> **PROBLEM TO WORK ON**
Reproduce the records without their pictures, keeping every word as it is.

....

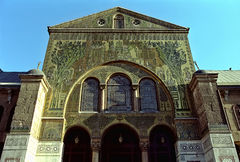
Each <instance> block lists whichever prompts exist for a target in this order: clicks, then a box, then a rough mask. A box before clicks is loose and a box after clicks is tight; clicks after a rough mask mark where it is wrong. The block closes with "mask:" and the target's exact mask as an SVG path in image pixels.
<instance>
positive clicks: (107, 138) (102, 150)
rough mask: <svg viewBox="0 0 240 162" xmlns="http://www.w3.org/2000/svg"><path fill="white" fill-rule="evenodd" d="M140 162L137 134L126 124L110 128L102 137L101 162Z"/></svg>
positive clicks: (138, 142)
mask: <svg viewBox="0 0 240 162" xmlns="http://www.w3.org/2000/svg"><path fill="white" fill-rule="evenodd" d="M124 161H125V162H140V161H141V151H140V148H139V136H138V134H137V132H136V131H135V130H134V129H132V128H131V127H129V126H128V125H125V124H115V125H113V126H110V127H109V128H108V129H107V130H105V132H104V133H103V136H102V143H101V162H124Z"/></svg>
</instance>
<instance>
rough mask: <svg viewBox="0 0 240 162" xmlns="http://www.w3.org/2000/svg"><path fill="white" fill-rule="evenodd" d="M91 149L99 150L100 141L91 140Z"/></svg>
mask: <svg viewBox="0 0 240 162" xmlns="http://www.w3.org/2000/svg"><path fill="white" fill-rule="evenodd" d="M91 147H92V150H93V151H99V150H100V148H101V141H100V139H92V141H91Z"/></svg>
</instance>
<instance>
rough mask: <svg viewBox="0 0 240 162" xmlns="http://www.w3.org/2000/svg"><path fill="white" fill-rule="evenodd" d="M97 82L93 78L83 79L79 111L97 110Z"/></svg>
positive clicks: (97, 90) (97, 106)
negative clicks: (80, 107) (83, 81)
mask: <svg viewBox="0 0 240 162" xmlns="http://www.w3.org/2000/svg"><path fill="white" fill-rule="evenodd" d="M98 105H99V82H98V80H96V79H94V78H89V79H87V80H85V81H84V83H83V87H82V99H81V111H98Z"/></svg>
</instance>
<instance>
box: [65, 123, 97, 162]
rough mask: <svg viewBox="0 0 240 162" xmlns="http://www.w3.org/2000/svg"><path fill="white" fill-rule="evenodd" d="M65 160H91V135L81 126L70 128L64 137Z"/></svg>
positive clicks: (73, 160) (65, 160)
mask: <svg viewBox="0 0 240 162" xmlns="http://www.w3.org/2000/svg"><path fill="white" fill-rule="evenodd" d="M63 142H64V155H63V161H64V162H79V161H82V162H91V161H92V151H91V145H90V136H89V134H88V132H87V131H86V130H85V129H83V128H81V127H72V128H70V129H69V130H68V131H67V132H66V134H65V137H64V141H63Z"/></svg>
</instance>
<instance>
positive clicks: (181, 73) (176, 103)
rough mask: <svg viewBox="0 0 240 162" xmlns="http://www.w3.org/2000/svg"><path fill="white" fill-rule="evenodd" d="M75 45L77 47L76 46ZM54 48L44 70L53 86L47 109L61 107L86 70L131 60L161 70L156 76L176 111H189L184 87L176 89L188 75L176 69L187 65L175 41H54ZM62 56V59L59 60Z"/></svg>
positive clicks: (61, 58) (154, 70) (184, 55)
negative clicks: (48, 104) (90, 41)
mask: <svg viewBox="0 0 240 162" xmlns="http://www.w3.org/2000/svg"><path fill="white" fill-rule="evenodd" d="M77 44H79V46H80V47H75V46H77ZM55 46H56V47H57V48H54V49H53V51H52V52H51V55H50V60H51V65H52V66H50V67H49V68H48V69H46V70H45V71H46V72H45V73H47V77H48V79H49V82H50V83H51V84H52V86H53V87H54V90H53V92H52V94H53V96H52V99H51V101H50V103H51V104H50V109H51V108H53V110H54V108H55V109H58V108H59V109H62V108H63V105H64V102H65V98H66V95H67V90H68V89H69V88H70V86H71V85H72V83H73V82H74V80H76V79H78V78H79V77H80V75H81V74H83V73H84V72H86V70H87V69H89V68H92V67H94V66H98V65H99V63H101V62H102V63H104V62H108V61H111V60H116V59H118V60H119V59H121V60H129V61H133V62H136V63H137V64H140V65H143V66H145V67H147V68H149V69H150V70H152V71H156V70H158V68H157V67H159V66H160V67H163V68H161V70H160V71H161V72H160V73H159V72H158V71H156V73H157V74H158V73H159V74H160V78H161V79H162V81H163V82H164V83H165V84H166V86H167V87H169V90H170V91H171V93H176V95H175V96H176V99H175V100H176V103H175V106H176V108H179V109H181V108H188V105H187V102H186V97H185V86H184V85H183V86H179V85H180V84H182V83H185V77H184V76H185V75H189V74H187V73H186V72H183V71H182V70H181V68H179V67H181V66H183V65H185V64H186V63H187V60H186V53H185V51H184V50H183V49H182V48H181V43H180V42H178V41H165V42H163V41H146V42H141V41H127V42H125V41H120V40H119V41H108V42H106V41H91V42H90V41H88V42H86V41H57V42H56V43H55ZM86 49H88V50H87V51H86ZM61 54H62V55H63V56H61V57H60V58H58V56H59V55H61ZM67 54H68V55H67ZM65 55H66V56H65ZM71 55H72V57H71ZM64 56H65V57H64ZM97 58H98V59H97ZM141 60H142V61H141ZM90 62H91V64H89V63H90ZM164 65H167V67H166V66H164ZM185 69H186V68H185ZM189 71H190V72H189V73H192V70H189ZM173 78H174V79H173ZM178 84H179V85H178ZM171 87H173V88H171ZM171 89H173V90H171ZM180 101H182V102H180Z"/></svg>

....

> **RESPONSE TO THIS EXERCISE**
Each <instance> block lists whichever prompts exist for a target in this order: clicks, then a box, then a rough mask. A box before clicks is loose and a box after clicks is tight; clicks after a rough mask mark where it is wrong. The block closes with "mask:" and the target's exact mask as an SVG path in image pixels.
<instance>
positive clicks: (107, 138) (102, 150)
rough mask: <svg viewBox="0 0 240 162" xmlns="http://www.w3.org/2000/svg"><path fill="white" fill-rule="evenodd" d="M140 162L137 134L126 124L110 128L102 137L101 162Z"/></svg>
positive clicks: (138, 142)
mask: <svg viewBox="0 0 240 162" xmlns="http://www.w3.org/2000/svg"><path fill="white" fill-rule="evenodd" d="M124 161H125V162H140V161H141V151H140V148H139V136H138V134H137V132H136V131H135V130H134V129H132V128H131V127H129V126H128V125H125V124H115V125H113V126H110V127H109V128H108V129H107V130H105V132H104V133H103V136H102V143H101V162H124Z"/></svg>
</instance>
<instance>
rough mask: <svg viewBox="0 0 240 162" xmlns="http://www.w3.org/2000/svg"><path fill="white" fill-rule="evenodd" d="M91 149L99 150L100 141L91 140Z"/></svg>
mask: <svg viewBox="0 0 240 162" xmlns="http://www.w3.org/2000/svg"><path fill="white" fill-rule="evenodd" d="M91 147H92V150H93V151H99V150H100V148H101V141H100V139H92V141H91Z"/></svg>
</instance>
<instance>
rough mask: <svg viewBox="0 0 240 162" xmlns="http://www.w3.org/2000/svg"><path fill="white" fill-rule="evenodd" d="M97 82L93 78L83 79L79 111L97 110Z"/></svg>
positive clicks: (97, 90) (97, 106)
negative clicks: (80, 107) (83, 81)
mask: <svg viewBox="0 0 240 162" xmlns="http://www.w3.org/2000/svg"><path fill="white" fill-rule="evenodd" d="M98 105H99V82H98V80H96V79H94V78H89V79H87V80H85V81H84V83H83V87H82V99H81V111H98Z"/></svg>
</instance>
<instance>
box: [65, 123, 97, 162]
rough mask: <svg viewBox="0 0 240 162" xmlns="http://www.w3.org/2000/svg"><path fill="white" fill-rule="evenodd" d="M65 160H91V135L81 126L70 128L64 137Z"/></svg>
positive clicks: (73, 160) (65, 160)
mask: <svg viewBox="0 0 240 162" xmlns="http://www.w3.org/2000/svg"><path fill="white" fill-rule="evenodd" d="M63 142H64V155H63V161H64V162H79V161H82V162H91V161H92V151H91V145H90V136H89V134H88V132H87V131H86V130H85V129H83V128H81V127H72V128H70V129H69V130H68V131H67V132H66V134H65V137H64V141H63Z"/></svg>
</instance>
<instance>
positive clicks: (181, 73) (176, 103)
rough mask: <svg viewBox="0 0 240 162" xmlns="http://www.w3.org/2000/svg"><path fill="white" fill-rule="evenodd" d="M75 45L77 47L76 46ZM54 48L44 70L53 86L47 109L61 107L86 70L131 60L161 70L156 76L176 111H189L184 87L176 89L188 75L176 69L187 65L175 41H54ZM62 56V59L59 60Z"/></svg>
positive clicks: (61, 58) (154, 70) (184, 55)
negative clicks: (48, 104) (90, 41)
mask: <svg viewBox="0 0 240 162" xmlns="http://www.w3.org/2000/svg"><path fill="white" fill-rule="evenodd" d="M77 44H79V46H80V47H75V46H77ZM55 46H56V47H57V48H54V49H53V51H52V52H51V55H50V60H51V65H52V66H50V67H49V68H48V69H46V70H45V71H46V72H45V73H47V77H48V79H49V82H50V83H51V84H52V86H53V87H54V90H53V92H52V94H53V96H52V99H51V101H50V103H51V104H50V109H51V108H53V110H54V108H55V109H58V108H59V109H62V108H63V105H64V102H65V98H66V95H67V90H68V89H69V88H70V86H71V85H72V83H73V82H74V80H76V79H78V78H79V77H80V75H81V74H83V73H84V72H86V70H87V69H89V68H92V67H94V66H98V65H99V63H101V62H102V63H104V62H108V61H111V60H116V59H118V60H119V59H121V60H129V61H133V62H136V63H137V64H140V65H143V66H145V67H147V68H149V69H150V70H152V71H156V70H158V68H157V67H159V66H160V67H163V68H161V70H160V71H161V72H160V73H159V72H158V71H156V73H157V74H158V73H159V74H160V78H161V79H162V81H163V82H164V83H165V84H166V86H167V87H169V90H170V91H171V93H176V95H175V96H176V99H175V100H176V103H175V106H176V108H179V109H181V108H188V105H187V102H186V97H185V86H184V85H183V86H179V85H180V84H182V83H185V77H184V76H185V75H189V74H187V73H186V72H183V71H182V70H181V68H179V67H181V66H183V65H185V64H186V63H187V60H186V53H185V51H184V50H183V49H182V48H181V43H180V42H178V41H165V42H163V41H146V42H141V41H127V42H125V41H120V40H119V41H108V42H106V41H91V42H90V41H88V42H86V41H57V42H56V43H55ZM86 49H88V50H87V51H86ZM61 54H62V55H63V56H61V57H60V58H58V56H59V55H61ZM67 54H68V55H67ZM65 55H66V56H65ZM71 55H72V57H71ZM64 56H65V57H64ZM97 58H98V59H97ZM141 60H142V61H141ZM90 62H91V64H89V63H90ZM164 65H167V67H166V66H164ZM185 69H186V68H185ZM189 71H190V72H189V73H192V70H189ZM173 78H174V79H173ZM178 84H179V85H178ZM171 87H173V88H171ZM171 89H173V90H171ZM180 101H182V102H180Z"/></svg>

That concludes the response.